The Three Deeds That Continue After Death
The foundational hadith (Muslim, authenticated): “When a person dies, their deeds come to an end except for three things: a continuing charity (sadaqa jariya), beneficial knowledge, or a righteous child who prays for them.”
1. Sadaqa Jariya — Continuing Physical Charity
The clearest examples from Islamic history and jurisprudence:
- A well or water source: The Prophet said: “The best of charities is giving water.” Many Companions dug wells as sadaqa jariya
- A mosque: Every prayer performed in it generates reward for those who built or funded it
- A school or library: Every student who learns there, every book that is read
- A hospital: Every patient treated
- A fruit tree: “No Muslim plants a tree or cultivates land, and a bird, person, or animal eats from it, except that it is charity for them.” (Bukhari) — this applies after death too, as long as the tree produces
The defining characteristic: the benefit is material and ongoing — it helps people in the physical world continuously, and the spiritual reward flows to the donor for as long as the benefit flows.

★ ★ ★ ★ ★

Complete the following |
• A. Answer these from the passage on the three deeds that continue after death:
(i) Which three things does the foundational hadith name as continuing after a person dies?
(ii) What does the Prophet call the best of charities?
(iii) Which collection is given as the source of the saying about planting a tree?
• B. In two or three sentences, explain why the passage on the three deeds says a fruit tree still brings reward to the person who planted it after that person has died.
• C. Continue the passage on the three deeds that continue after death, starting after its last sentence.

Data supplied |
★ ★ ★ ★ ★

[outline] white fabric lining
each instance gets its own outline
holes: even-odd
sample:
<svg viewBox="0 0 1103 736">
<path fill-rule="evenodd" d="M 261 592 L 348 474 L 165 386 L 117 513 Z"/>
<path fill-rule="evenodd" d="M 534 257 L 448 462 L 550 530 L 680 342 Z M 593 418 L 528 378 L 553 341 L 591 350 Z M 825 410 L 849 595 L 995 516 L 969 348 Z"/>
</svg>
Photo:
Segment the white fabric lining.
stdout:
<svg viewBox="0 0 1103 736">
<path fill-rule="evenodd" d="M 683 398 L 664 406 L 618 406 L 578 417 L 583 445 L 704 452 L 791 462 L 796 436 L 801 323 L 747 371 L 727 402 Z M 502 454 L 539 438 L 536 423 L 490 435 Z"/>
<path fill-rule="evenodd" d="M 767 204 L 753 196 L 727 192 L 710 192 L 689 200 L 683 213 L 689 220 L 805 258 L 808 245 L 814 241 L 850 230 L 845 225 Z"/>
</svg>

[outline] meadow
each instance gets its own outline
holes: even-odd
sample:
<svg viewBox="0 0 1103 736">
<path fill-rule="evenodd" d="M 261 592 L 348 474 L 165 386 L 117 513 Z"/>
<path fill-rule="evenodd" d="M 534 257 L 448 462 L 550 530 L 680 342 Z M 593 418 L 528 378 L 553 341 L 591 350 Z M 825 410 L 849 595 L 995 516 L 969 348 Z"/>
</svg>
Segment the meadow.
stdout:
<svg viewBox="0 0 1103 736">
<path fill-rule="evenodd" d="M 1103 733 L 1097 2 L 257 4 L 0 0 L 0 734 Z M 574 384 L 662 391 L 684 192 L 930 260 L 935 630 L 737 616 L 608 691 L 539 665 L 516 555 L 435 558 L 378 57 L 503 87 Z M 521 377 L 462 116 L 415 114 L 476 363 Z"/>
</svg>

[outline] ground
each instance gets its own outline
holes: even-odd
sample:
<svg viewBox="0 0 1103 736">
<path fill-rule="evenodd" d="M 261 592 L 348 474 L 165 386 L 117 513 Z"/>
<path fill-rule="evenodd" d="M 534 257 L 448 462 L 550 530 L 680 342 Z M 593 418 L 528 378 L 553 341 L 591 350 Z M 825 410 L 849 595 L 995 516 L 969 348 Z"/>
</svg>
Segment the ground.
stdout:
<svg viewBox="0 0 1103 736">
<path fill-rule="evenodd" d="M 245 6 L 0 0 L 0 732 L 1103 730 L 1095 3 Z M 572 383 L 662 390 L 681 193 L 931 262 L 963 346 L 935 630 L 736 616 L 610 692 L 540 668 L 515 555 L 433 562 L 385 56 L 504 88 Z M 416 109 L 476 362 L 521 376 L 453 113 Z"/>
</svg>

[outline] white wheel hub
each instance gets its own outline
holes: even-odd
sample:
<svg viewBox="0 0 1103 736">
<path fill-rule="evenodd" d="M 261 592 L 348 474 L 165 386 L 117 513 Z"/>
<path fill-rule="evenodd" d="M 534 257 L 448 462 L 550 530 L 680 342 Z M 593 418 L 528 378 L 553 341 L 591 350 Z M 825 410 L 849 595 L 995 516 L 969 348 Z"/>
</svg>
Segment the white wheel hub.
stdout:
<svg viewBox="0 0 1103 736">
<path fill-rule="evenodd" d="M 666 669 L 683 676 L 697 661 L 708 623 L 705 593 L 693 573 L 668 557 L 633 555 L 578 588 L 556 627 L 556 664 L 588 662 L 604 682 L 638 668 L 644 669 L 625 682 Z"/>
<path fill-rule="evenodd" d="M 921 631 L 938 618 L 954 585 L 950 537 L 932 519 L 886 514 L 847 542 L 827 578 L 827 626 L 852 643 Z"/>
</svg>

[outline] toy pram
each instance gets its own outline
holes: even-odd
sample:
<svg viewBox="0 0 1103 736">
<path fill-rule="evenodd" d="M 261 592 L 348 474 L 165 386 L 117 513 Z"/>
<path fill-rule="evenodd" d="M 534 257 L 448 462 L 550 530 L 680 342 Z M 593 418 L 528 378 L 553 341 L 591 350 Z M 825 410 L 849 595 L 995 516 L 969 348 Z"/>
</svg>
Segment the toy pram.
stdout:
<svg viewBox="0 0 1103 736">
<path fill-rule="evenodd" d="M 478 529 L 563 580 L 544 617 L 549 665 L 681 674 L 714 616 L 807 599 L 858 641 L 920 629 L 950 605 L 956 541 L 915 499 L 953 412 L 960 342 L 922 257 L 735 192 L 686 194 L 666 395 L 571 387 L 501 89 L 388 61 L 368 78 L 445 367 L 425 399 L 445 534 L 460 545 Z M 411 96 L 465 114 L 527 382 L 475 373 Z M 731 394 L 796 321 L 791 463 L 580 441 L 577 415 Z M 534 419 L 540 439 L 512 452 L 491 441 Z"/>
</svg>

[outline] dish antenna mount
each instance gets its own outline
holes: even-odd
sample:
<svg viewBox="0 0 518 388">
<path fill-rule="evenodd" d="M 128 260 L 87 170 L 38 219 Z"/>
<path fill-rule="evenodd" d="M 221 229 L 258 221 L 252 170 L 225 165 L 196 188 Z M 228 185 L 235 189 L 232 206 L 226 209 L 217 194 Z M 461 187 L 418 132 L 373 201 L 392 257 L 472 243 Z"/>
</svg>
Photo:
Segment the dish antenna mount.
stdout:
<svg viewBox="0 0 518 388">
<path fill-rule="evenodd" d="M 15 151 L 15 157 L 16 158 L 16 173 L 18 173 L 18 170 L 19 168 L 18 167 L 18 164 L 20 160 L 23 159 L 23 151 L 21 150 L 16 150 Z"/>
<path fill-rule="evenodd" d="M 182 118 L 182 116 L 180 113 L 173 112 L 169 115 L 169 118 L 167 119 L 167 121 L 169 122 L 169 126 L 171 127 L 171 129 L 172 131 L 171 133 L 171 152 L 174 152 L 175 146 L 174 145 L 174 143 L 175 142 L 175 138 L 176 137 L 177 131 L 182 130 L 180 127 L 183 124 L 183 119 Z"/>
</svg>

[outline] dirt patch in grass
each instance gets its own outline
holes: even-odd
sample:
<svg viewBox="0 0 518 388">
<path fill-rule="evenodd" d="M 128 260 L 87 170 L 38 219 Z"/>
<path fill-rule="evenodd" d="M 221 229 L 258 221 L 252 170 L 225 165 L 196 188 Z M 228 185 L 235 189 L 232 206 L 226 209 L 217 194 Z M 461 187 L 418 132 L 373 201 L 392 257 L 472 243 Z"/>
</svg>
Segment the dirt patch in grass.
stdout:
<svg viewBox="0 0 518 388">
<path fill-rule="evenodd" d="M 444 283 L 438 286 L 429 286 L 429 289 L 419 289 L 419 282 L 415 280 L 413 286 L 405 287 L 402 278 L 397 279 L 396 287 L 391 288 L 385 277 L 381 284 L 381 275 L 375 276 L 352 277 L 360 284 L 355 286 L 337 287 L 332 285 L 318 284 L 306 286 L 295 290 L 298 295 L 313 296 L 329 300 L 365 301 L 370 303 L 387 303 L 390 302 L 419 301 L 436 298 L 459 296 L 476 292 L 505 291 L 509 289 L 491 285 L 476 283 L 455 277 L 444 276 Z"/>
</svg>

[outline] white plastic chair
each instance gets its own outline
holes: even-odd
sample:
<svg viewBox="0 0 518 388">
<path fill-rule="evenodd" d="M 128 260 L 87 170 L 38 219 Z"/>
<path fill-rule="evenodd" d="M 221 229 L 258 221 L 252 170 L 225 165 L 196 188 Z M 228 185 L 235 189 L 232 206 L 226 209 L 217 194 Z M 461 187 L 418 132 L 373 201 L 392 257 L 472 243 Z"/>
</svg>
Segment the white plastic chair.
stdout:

★ ★ ★ ★ ★

Answers to the tasks |
• A.
(i) A continuing charity (sadaqa jariya), beneficial knowledge, or a righteous child who prays for them.
(ii) Giving water.
(iii) Bukhari.

• B. Whenever a bird, person, or animal eats from the tree, it counts as charity for the planter. This applies after death too, as long as the tree produces, because the reward flows to the donor for as long as the benefit flows.

• C.
2. ‘Ilm Nafi’ — Beneficial Knowledge
Knowledge that is transmitted: writing a book, teaching a student who teaches others, recording authentic religious knowledge. Ibn al-Qayyim identified this as potentially the most expansive of the three — a scholar’s knowledge may spread across centuries through chains of transmission.
For Ismaili da’is who transmit ta’wil: the batin knowledge transmitted through the hierarchical structure of da’wa carries this quality of ‘ilm nafi’ — it is knowledge with ongoing spiritual and guidance benefit.
3. Walad Salih — Righteous Child Who Prays
The child’s prayers (du’a) for the parent after death are a form of sadaqa jariya — the parent invested in the child’s spiritual formation, and that investment continues to generate return through the child’s du’a. This is why the Islamic tradition places such emphasis on children’s du’a for deceased parents.
The Waqf — Institutionalized Sadaqa Jariya
The waqf (أوقاف — charitable endowment) is the institutional form of sadaqa jariya in Islamic civilization. A waqf is created when a donor places property in a trust with three conditions:
- The property is made inalienable (cannot be sold or given away)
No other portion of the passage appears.